## begin
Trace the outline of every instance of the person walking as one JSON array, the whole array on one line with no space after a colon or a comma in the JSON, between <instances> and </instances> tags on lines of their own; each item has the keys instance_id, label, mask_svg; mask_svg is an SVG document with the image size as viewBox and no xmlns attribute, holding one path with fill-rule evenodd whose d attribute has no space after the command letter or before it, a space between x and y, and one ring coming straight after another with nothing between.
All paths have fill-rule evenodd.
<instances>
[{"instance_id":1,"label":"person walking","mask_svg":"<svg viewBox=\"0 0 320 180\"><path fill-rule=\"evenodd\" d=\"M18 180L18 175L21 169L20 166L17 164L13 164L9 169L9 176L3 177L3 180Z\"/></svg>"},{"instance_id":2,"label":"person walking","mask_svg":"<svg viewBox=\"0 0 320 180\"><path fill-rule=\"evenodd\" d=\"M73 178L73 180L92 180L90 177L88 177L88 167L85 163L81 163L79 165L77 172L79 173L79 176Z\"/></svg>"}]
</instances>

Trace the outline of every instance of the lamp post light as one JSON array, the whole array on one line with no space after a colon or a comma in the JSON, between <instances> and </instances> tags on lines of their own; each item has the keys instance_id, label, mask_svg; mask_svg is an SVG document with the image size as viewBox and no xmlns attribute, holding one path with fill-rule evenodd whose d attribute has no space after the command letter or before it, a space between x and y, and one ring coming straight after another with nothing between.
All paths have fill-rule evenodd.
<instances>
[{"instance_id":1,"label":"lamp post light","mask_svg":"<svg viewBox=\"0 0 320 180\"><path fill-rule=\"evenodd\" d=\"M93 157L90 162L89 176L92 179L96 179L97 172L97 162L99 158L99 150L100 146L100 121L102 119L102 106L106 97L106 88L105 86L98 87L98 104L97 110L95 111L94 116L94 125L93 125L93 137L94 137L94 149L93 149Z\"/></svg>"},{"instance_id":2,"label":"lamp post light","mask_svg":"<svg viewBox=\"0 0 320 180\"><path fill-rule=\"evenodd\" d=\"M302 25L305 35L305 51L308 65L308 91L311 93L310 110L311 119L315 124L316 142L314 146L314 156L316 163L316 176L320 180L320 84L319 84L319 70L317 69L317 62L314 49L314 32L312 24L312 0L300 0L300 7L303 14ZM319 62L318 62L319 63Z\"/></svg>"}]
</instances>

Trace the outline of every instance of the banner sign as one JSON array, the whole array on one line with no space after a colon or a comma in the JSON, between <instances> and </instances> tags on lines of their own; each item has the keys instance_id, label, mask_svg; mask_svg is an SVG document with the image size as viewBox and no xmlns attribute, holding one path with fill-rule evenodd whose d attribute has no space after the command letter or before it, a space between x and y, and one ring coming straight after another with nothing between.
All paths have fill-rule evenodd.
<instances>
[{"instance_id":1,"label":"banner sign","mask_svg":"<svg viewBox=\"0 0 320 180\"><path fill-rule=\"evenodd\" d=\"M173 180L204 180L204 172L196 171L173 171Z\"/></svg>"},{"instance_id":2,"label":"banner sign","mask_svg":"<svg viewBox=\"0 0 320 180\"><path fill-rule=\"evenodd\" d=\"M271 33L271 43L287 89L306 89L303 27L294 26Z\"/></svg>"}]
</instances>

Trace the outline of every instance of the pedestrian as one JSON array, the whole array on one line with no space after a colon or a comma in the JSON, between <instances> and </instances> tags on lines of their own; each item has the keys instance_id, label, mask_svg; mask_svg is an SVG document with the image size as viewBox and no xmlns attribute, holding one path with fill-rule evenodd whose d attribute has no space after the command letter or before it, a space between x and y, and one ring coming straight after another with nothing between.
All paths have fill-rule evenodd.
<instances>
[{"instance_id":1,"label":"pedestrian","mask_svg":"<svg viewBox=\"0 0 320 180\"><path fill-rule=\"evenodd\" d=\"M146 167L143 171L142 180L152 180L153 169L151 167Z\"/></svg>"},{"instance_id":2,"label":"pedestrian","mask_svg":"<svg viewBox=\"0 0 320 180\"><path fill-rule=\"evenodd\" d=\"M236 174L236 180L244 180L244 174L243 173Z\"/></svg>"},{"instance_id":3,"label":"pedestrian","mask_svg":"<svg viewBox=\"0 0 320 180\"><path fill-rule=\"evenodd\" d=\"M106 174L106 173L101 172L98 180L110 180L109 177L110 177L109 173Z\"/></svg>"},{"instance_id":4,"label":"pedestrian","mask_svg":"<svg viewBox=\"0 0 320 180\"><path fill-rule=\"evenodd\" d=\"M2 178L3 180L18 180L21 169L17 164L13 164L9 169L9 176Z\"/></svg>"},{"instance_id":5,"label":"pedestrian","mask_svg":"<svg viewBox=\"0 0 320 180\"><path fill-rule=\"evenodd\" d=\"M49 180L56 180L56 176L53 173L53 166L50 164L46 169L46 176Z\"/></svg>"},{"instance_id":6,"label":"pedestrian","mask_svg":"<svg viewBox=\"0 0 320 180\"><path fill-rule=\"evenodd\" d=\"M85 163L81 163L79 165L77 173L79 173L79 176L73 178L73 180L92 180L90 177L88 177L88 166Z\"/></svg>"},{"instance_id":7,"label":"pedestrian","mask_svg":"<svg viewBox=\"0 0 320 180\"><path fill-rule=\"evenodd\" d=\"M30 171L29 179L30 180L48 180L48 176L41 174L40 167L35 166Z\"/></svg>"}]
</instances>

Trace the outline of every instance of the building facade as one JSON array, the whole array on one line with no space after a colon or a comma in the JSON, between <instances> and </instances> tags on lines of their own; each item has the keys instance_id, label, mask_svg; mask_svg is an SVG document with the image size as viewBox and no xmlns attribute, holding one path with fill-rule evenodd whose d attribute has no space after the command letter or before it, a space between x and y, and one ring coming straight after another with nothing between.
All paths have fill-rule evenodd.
## end
■ TASK BRIEF
Can you copy out all the rows above again with every "Trace the outline" replaced by "Draw the outline" and nothing else changed?

■ RESPONSE TO THIS TASK
Draw the outline of every instance of the person walking as one JSON array, the whole array on one line with no space after a colon or a comma in the JSON, between <instances> and </instances> tags on lines of their own; each item has the keys instance_id, label, mask_svg; mask_svg is an SVG document with the image size as viewBox and no xmlns attribute, holding one path with fill-rule evenodd whose d attribute has no space after the command letter or before it, a space between x and y, and one ring coming straight after another with nothing between.
All paths have fill-rule evenodd.
<instances>
[{"instance_id":1,"label":"person walking","mask_svg":"<svg viewBox=\"0 0 320 180\"><path fill-rule=\"evenodd\" d=\"M18 180L18 175L21 169L20 166L17 164L13 164L9 169L9 176L3 177L3 180Z\"/></svg>"},{"instance_id":2,"label":"person walking","mask_svg":"<svg viewBox=\"0 0 320 180\"><path fill-rule=\"evenodd\" d=\"M73 178L73 180L92 180L90 177L88 177L88 167L85 163L81 163L79 165L77 172L79 173L79 176Z\"/></svg>"}]
</instances>

Draw the outline of every instance of the lamp post light as one JSON array, the whole array on one line with no space after a colon or a comma in the JSON, between <instances> and </instances> tags on lines of their own; each item has the keys instance_id, label, mask_svg; mask_svg is an SVG document with the image size as viewBox and no xmlns attribute, holding one path with fill-rule evenodd whose d attribute has no space after the command letter or before it, a space between x and y, and one ring coming straight after another with nothing between.
All paths have fill-rule evenodd.
<instances>
[{"instance_id":1,"label":"lamp post light","mask_svg":"<svg viewBox=\"0 0 320 180\"><path fill-rule=\"evenodd\" d=\"M93 157L90 162L89 176L92 179L96 179L97 172L97 162L99 158L99 150L100 146L100 121L102 119L102 106L106 97L106 88L105 86L98 87L98 104L97 110L95 111L94 116L94 125L93 125L93 137L94 137L94 149L93 149Z\"/></svg>"},{"instance_id":2,"label":"lamp post light","mask_svg":"<svg viewBox=\"0 0 320 180\"><path fill-rule=\"evenodd\" d=\"M302 25L305 35L305 51L308 65L308 91L311 93L310 110L311 119L315 124L316 142L314 146L314 156L316 163L316 176L320 180L320 84L319 84L319 70L317 69L317 62L314 49L314 32L312 24L312 0L300 0L300 7L303 14ZM319 62L318 62L319 63Z\"/></svg>"}]
</instances>

Draw the outline of every instance of the banner sign as one JSON array, the whole array on one line with no space after a colon or a comma in the JSON, between <instances> and </instances> tags on lines of their own; each item has the keys instance_id, label, mask_svg; mask_svg is an SVG document with the image size as viewBox and no xmlns attribute, holding one path with fill-rule evenodd whose d attribute has no space after the command letter or before it, a space between x and y, and one ring coming straight after another with nothing between.
All paths have fill-rule evenodd.
<instances>
[{"instance_id":1,"label":"banner sign","mask_svg":"<svg viewBox=\"0 0 320 180\"><path fill-rule=\"evenodd\" d=\"M173 180L204 180L204 172L196 171L173 171Z\"/></svg>"},{"instance_id":2,"label":"banner sign","mask_svg":"<svg viewBox=\"0 0 320 180\"><path fill-rule=\"evenodd\" d=\"M271 33L271 43L287 89L306 89L303 27L294 26Z\"/></svg>"}]
</instances>

Draw the outline of every instance of the pedestrian as one JSON array, the whole array on one line with no space after a colon or a comma in the JSON, between <instances> and </instances> tags on lines of their own; each item has the keys instance_id, label, mask_svg; mask_svg is an SVG document with the image size as viewBox and no xmlns attribute, holding one path with fill-rule evenodd whose d attribute has no space after the command letter or before it, a space between x and y, and one ring coming straight after another with nothing between.
All paths have fill-rule evenodd.
<instances>
[{"instance_id":1,"label":"pedestrian","mask_svg":"<svg viewBox=\"0 0 320 180\"><path fill-rule=\"evenodd\" d=\"M146 167L143 171L142 180L152 180L153 169L151 167Z\"/></svg>"},{"instance_id":2,"label":"pedestrian","mask_svg":"<svg viewBox=\"0 0 320 180\"><path fill-rule=\"evenodd\" d=\"M236 174L236 180L244 180L244 174L243 173Z\"/></svg>"},{"instance_id":3,"label":"pedestrian","mask_svg":"<svg viewBox=\"0 0 320 180\"><path fill-rule=\"evenodd\" d=\"M106 174L106 173L101 172L98 180L110 180L109 177L110 177L109 173Z\"/></svg>"},{"instance_id":4,"label":"pedestrian","mask_svg":"<svg viewBox=\"0 0 320 180\"><path fill-rule=\"evenodd\" d=\"M2 178L3 180L18 180L21 169L17 164L13 164L9 169L9 176Z\"/></svg>"},{"instance_id":5,"label":"pedestrian","mask_svg":"<svg viewBox=\"0 0 320 180\"><path fill-rule=\"evenodd\" d=\"M49 180L56 180L56 176L53 173L53 166L50 164L46 169L46 176Z\"/></svg>"},{"instance_id":6,"label":"pedestrian","mask_svg":"<svg viewBox=\"0 0 320 180\"><path fill-rule=\"evenodd\" d=\"M85 163L81 163L79 165L77 173L79 173L79 176L73 178L73 180L92 180L90 177L88 177L88 166Z\"/></svg>"},{"instance_id":7,"label":"pedestrian","mask_svg":"<svg viewBox=\"0 0 320 180\"><path fill-rule=\"evenodd\" d=\"M30 171L29 179L30 180L48 180L48 176L41 174L40 167L35 166Z\"/></svg>"}]
</instances>

Draw the outline of every instance of the building facade as one JSON array, the whole array on one line with no space after a colon or a comma in the JSON, between <instances> and </instances> tags on lines of their own; each item has the keys instance_id, label, mask_svg; mask_svg is an SVG document with the image size as viewBox and no xmlns attribute, holding one path with fill-rule evenodd whose d attribute has no space after the command letter or before it, a space between x and y, and one ring coming straight after another with nothing between.
All paths have fill-rule evenodd.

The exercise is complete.